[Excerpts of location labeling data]
↓↓↓
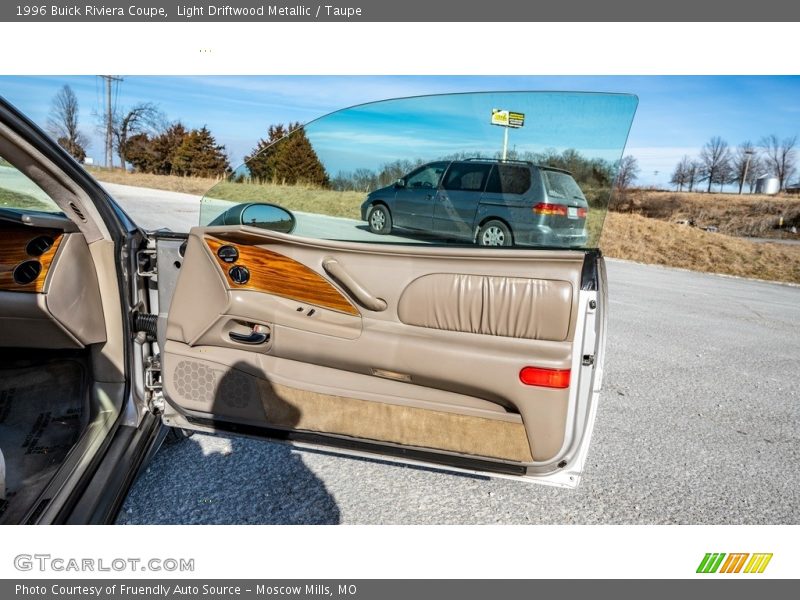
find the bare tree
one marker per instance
(63, 123)
(144, 117)
(715, 160)
(627, 172)
(680, 176)
(744, 162)
(780, 156)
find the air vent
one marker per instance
(77, 211)
(39, 245)
(27, 272)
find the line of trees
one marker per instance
(143, 138)
(719, 164)
(293, 161)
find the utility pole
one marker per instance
(749, 153)
(109, 119)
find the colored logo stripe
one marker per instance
(758, 563)
(710, 562)
(733, 564)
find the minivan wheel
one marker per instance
(380, 220)
(494, 233)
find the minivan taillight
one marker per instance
(544, 208)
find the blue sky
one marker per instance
(676, 115)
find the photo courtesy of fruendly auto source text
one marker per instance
(399, 264)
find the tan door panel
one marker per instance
(446, 325)
(274, 273)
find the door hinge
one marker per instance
(146, 263)
(152, 385)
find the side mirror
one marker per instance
(263, 216)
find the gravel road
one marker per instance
(698, 423)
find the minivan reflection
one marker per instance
(483, 201)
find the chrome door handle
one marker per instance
(254, 337)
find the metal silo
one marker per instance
(767, 185)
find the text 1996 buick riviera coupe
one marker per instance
(284, 315)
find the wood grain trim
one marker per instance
(276, 274)
(13, 241)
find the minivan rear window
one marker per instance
(509, 179)
(468, 177)
(561, 185)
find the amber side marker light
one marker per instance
(553, 378)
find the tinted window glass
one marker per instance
(19, 192)
(426, 177)
(561, 185)
(467, 177)
(336, 174)
(509, 179)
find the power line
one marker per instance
(109, 81)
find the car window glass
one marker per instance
(339, 174)
(509, 179)
(561, 185)
(468, 177)
(20, 193)
(427, 177)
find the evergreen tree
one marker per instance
(261, 161)
(199, 155)
(287, 159)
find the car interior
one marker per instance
(393, 345)
(62, 376)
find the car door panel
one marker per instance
(380, 375)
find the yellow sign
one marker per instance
(507, 118)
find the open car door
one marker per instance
(284, 316)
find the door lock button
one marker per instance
(228, 254)
(239, 274)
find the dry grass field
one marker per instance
(641, 239)
(745, 216)
(643, 229)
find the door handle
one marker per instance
(337, 271)
(254, 337)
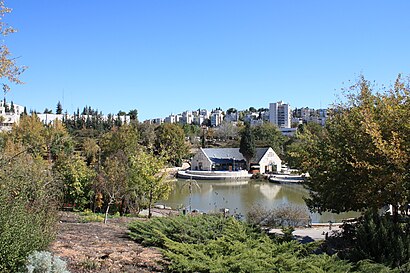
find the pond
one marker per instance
(240, 196)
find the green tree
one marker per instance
(170, 143)
(247, 144)
(77, 180)
(362, 161)
(59, 108)
(28, 202)
(113, 179)
(133, 114)
(149, 170)
(9, 70)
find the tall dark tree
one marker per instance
(59, 109)
(133, 114)
(247, 145)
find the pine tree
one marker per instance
(247, 145)
(59, 109)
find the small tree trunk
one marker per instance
(108, 209)
(106, 213)
(150, 204)
(395, 212)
↑↑↑
■ **Task to carry out**
Reproduce the data verbatim, starting at the line containing "find the open car door" and ending at the final line of the data, with both ends included. Omit the pictures from your answer.

■ **Result of this exercise**
find the open car door
one marker per instance
(284, 316)
find the door lock button
one marker per instance
(228, 254)
(239, 274)
find the dry grass field
one marker per instance
(641, 239)
(745, 216)
(643, 229)
find the door handle
one marker per instance
(337, 271)
(254, 337)
find the pond
one marker per instance
(240, 196)
find the green tree
one marker per instance
(170, 143)
(247, 144)
(77, 180)
(362, 161)
(59, 108)
(28, 202)
(113, 179)
(133, 114)
(149, 170)
(9, 70)
find the tall dark tree
one marker per instance
(59, 109)
(133, 114)
(247, 145)
find the pine tree
one marker per instance
(247, 145)
(59, 109)
find the small tree trunk
one marker per instance
(108, 209)
(106, 213)
(150, 204)
(395, 212)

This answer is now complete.